::: TRECHO :::
'Pessoas morrem de calor': Como cidades pelo mundo têm combatido o problema
Em 15 de dezembro de 2022, os termômetros da cidade de Santiago, capital do Chile, atingiram 36,7 ºC, a terceira temperatura mais alta já registrada para aquele mês desde 1911. A marca foi também a segunda maior registrada na cidade durante o mês de dezembro nos últimos 50 anos, e se deu durante uma onda de dez dias de calor extremo.
Santiago não é a única cidade onde fenômenos de calor intenso vêm acontecendo. Entre 2010 e 2019, segundo relatório da ONU (Organização das Nações Unidas), o mundo teve 38 ondas de calor que levaram à morte mais de 70 mil pessoas.
Para mitigar os efeitos do calor extremo sobre os cidadãos, prefeituras e governos regionais de cidades como Miami (Estados Unidos), Freetown (Serra Leoa), Atenas (Grécia), Monterrey (México) e Santiago apostaram na criação de um cargo específico para tratar do assunto: são os Chief Heat Officers, ou "secretários de calor", em tradução livre.
Juntos, esses municípios fazem parte de uma aliança de cidades líderes contra o calor extremo, organizada e apoiada por iniciativas internacionais do terceiro setor.
"Não é apenas uma expressão: no mundo, as pessoas morrem de calor", afirma Cristina Huidobro, secretária de calor da capital chilena desde março de 2022.
Segundo ela, o calor extremo mata mais gente em todo o mundo do que os demais impactos das mudanças climáticas juntos. É um problema real, de grande escala e impacto.
O que faz um secretário do calor?
Responsáveis por unificar as políticas municipais contra o calor extremo, os secretários são encarregados tanto por acelerar os esforços já existentes no combate ao problema como por estudar, desenhar e criar novas medidas de proteção da população.
Em Santiago, segundo Cristina Huidobro, as ações se dividem em três principais frentes.
Uma delas é a criação de um protocolo com três tipos de alerta, segundo o prognóstico de temperatura: verde ou preventivo para temperaturas acima de 33 ºC, amarelo a partir de 34 ºC e vermelho a partir de 35 ºC.
:::
EXERCÍCIO PROPOSTO: Retome o texto sobre o combate ao calor extremo nas cidades, dando-lhe continuidade a partir da última frase apresentada.
::: TRECHOS DE REGISTROS :::
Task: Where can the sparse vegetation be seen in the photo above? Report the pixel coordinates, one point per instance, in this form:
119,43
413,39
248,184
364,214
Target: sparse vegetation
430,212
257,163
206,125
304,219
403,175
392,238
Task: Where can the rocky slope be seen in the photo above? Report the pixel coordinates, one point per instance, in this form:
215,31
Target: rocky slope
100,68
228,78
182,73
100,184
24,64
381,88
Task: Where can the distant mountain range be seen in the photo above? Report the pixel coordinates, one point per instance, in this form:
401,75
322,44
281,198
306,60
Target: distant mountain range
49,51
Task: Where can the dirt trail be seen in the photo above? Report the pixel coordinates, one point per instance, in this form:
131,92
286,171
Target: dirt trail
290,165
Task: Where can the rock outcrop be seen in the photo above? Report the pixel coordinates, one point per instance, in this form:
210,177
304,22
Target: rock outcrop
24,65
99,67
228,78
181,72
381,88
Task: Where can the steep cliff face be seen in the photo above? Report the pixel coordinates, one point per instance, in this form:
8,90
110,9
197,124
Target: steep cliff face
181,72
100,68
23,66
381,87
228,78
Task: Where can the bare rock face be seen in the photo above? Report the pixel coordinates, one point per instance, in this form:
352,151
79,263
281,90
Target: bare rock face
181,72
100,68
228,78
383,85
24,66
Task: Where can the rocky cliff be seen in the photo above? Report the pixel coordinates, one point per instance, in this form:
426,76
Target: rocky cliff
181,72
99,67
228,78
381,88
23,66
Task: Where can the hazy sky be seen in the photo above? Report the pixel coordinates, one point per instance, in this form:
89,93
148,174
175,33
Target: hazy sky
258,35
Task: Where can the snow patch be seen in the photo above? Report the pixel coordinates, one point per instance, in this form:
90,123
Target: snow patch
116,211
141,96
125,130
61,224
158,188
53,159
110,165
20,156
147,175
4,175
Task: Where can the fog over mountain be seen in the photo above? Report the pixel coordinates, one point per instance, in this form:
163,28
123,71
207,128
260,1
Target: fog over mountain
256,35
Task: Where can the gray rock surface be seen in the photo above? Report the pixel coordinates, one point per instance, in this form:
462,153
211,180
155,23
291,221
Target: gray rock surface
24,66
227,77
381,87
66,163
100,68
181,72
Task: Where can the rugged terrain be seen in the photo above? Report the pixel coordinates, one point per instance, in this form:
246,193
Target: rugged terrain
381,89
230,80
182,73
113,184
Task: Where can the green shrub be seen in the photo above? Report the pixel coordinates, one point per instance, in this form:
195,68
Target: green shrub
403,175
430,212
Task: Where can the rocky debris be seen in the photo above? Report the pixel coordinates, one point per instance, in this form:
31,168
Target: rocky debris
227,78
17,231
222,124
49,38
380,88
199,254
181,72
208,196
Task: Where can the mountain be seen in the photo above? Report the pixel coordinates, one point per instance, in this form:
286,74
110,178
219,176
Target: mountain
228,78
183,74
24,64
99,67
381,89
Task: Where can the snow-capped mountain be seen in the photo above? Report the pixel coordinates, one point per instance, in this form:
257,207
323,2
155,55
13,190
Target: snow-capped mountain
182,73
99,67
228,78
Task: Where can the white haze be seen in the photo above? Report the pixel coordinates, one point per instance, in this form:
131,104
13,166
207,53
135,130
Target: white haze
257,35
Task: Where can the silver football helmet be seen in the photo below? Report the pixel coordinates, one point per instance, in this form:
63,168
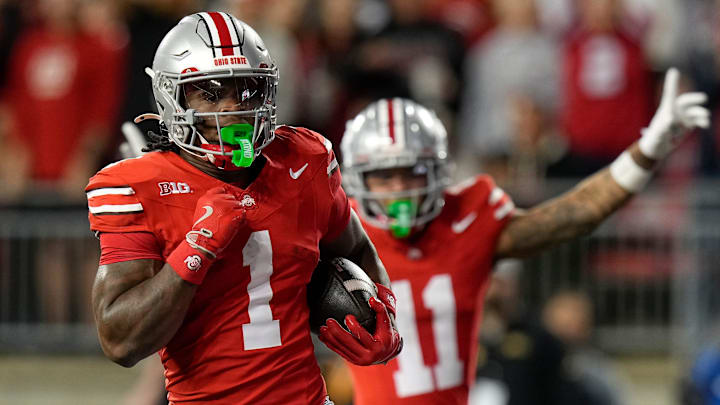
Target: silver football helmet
:::
RESPOSTA:
Colocado em prática pela primeira vez em dezembro do ano passado, o protocolo prevê uma série de recomendações que envolvem uma segunda frente de trabalho na capital chilena: a comunicação e a sensibilização aos riscos ligados ao calor extremo.
Parte dessa agenda está relacionada, por exemplo, ao diálogo com empregadores e serviços públicos para que atividades ao ar livre sejam evitadas nas horas de maior calor do dia.
"São medidas que, obviamente, não vão evitar que aconteçam ondas de calor. É um caminho para manter as pessoas protegidas", afirma a secretária chilena.
Sombra e água fresca
Outras recomendações vão no mesmo sentido, como: beber água; usar boné ou chapéu, óculos de sol e roupas leves; tomar duchas de água fria; e evitar a exposição ao sol, ou usar protetor solar caso a exposição seja necessária.
"Diferentemente de outros impactos das mudanças climáticas e de outros desastres de nível global, que são muito mais difíceis de prever e mitigar, qualquer pessoa que beba água, procure sombra e descanse deveria ficar bem", diz.
A boa notícia, se é que podemos falar em boa notícia, é que ninguém deveria morrer de calor.
Cristina Huidobro, secretária de calor de Santiago
Uma terceira frente de trabalho em Santiago é a busca por soluções baseadas na natureza para a adaptação da cidade às mudanças climáticas, que envolvem desde a arborização e a plantação de bosques urbanos, até o uso de pavimentos frios, capazes de refletir a radiação solar.
Os pilares das medidas adotadas em Santiago aparecem também no trabalho feito em outras cidades onde existe o cargo de 'secretário do calor'.
Em Atenas, por exemplo, o governo local adotou um protocolo que classifica as ondas de calor em categorias de baixo, médio ou alto risco à saúde.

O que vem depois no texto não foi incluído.